Passage provided —
============

Marilyn Monroe biography:
Marilyn
Monroe's birth name was Norma Jean Mortenson. Norma Jean was an illegitimate
child. Marilyn grew up not knowing for sure who her father was. The most likely
candidate was Edward Mortenson, thus that name on her birth certificate. Norma's
mother, Gladys, had entered into several relationships, so even she was confused
as to who had fathered her daughter.
Gladys
later changed Norma Jean's last name to Baker. Baker was a boyfriend she had
before Mortenson.
Poverty was
a constant companion to Gladys and Norma. Gladys, who was extremely attractive
and worked for RKO Studios as a film cutter, lost her job when Norma was young.
Gladys didn't regain steady employment after that. She suffered from mental
illness and was in and out of mental institutions for the rest of her life.
Consequently, Norma Jean spent years in foster homes and orphanages. When she
was nine, she was placed in an orphanage where she was to stay for the next two
years. Upon being released from the orphanage, she went to yet another foster
home.

============

Extracted data —
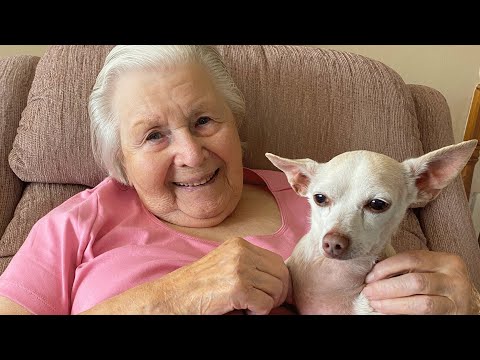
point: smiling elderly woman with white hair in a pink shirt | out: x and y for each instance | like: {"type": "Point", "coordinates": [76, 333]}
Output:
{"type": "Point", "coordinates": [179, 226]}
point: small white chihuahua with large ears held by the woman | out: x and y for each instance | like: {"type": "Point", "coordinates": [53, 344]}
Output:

============

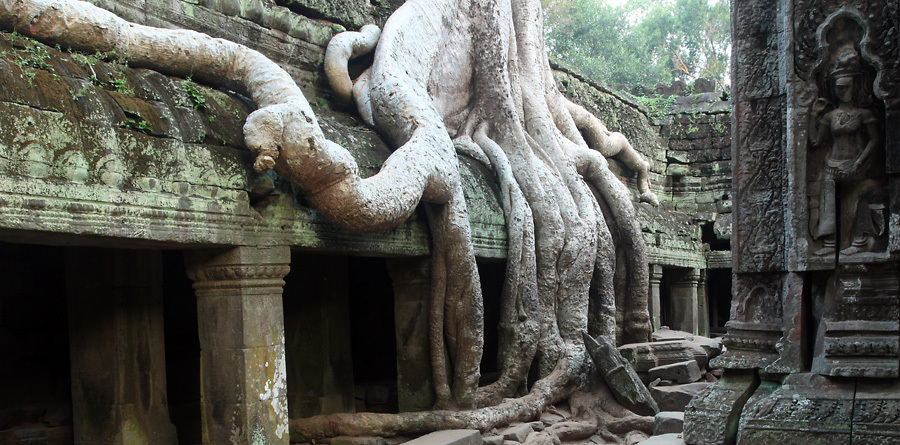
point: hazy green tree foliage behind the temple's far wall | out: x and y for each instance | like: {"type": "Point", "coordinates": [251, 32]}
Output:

============

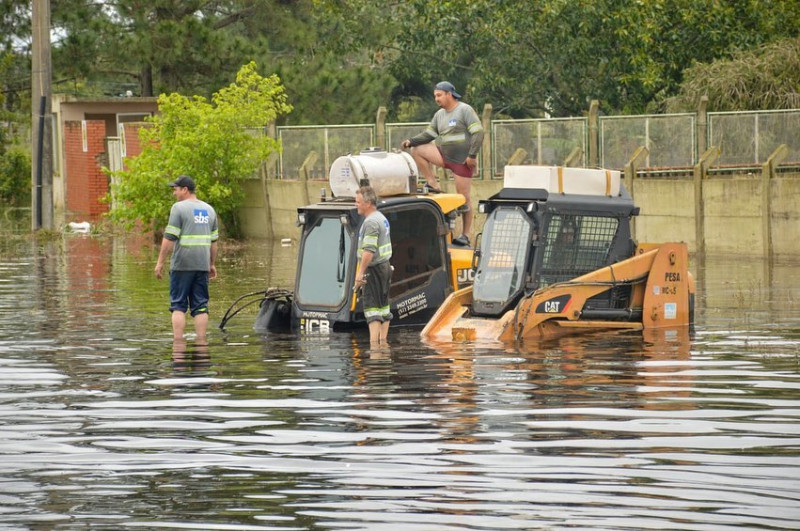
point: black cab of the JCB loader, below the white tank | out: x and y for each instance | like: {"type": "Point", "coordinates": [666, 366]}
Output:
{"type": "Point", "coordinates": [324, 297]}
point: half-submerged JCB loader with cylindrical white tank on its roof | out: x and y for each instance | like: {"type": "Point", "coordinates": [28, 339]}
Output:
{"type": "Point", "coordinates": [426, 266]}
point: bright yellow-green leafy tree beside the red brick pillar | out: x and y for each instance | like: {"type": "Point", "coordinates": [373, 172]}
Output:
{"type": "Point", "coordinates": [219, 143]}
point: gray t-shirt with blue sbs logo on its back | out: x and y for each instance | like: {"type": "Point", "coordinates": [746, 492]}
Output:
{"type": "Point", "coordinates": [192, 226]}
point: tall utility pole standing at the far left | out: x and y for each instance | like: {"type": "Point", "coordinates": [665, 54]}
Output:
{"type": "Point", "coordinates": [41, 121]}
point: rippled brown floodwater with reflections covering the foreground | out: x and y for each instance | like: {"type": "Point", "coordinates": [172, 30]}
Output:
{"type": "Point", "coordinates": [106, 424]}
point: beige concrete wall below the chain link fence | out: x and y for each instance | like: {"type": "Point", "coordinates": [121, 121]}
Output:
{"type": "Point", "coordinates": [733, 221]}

============

Exercise aim — Carry on the Marilyn Monroe biography from the point where it stops.

Your response —
In 1942, at
the age of 16, Norma Jean married 21-year-old aircraft plant worker, and
neighbor, James Dougherty. The marriage lasted four years. They divorced in
1946.
Norma Jean
began working at the Radio Plane factory in Burbank. A visiting Army
photographer took her photo, and Norma Jean liked what she saw. So did others.
Norma Jean
then began modeling bathing suits. After bleaching her hair blonde, she began
posing for pinups and glamour photos. Various shots made their way to the public
eye, where some were eventually seen by RKO Pictures head Howard Hughes.
Hughes
offered Marilyn a screen test, but Ben Lyon of 20th Century Fox beat Hughes to
the punch. Lyon signed Norma Jean Baker to a contract. Fox was a much bigger and
more prestigious studio than RKO. Norma Jean signed a contract at $125 per week
for a six-month period. That increased by $25 per week at the end of that time,
when her contract was extended. At about that time, she changed her name to
Marilyn Monroe.
After appearing in small parts in films including "Love Happy" (1949) and "All
About Eve" (1950), Monroe achieved celebrity with starring roles in three 1953
features, "Niagara," "Gentlemen Prefer Blondes" and "How To Marry a
Millionaire."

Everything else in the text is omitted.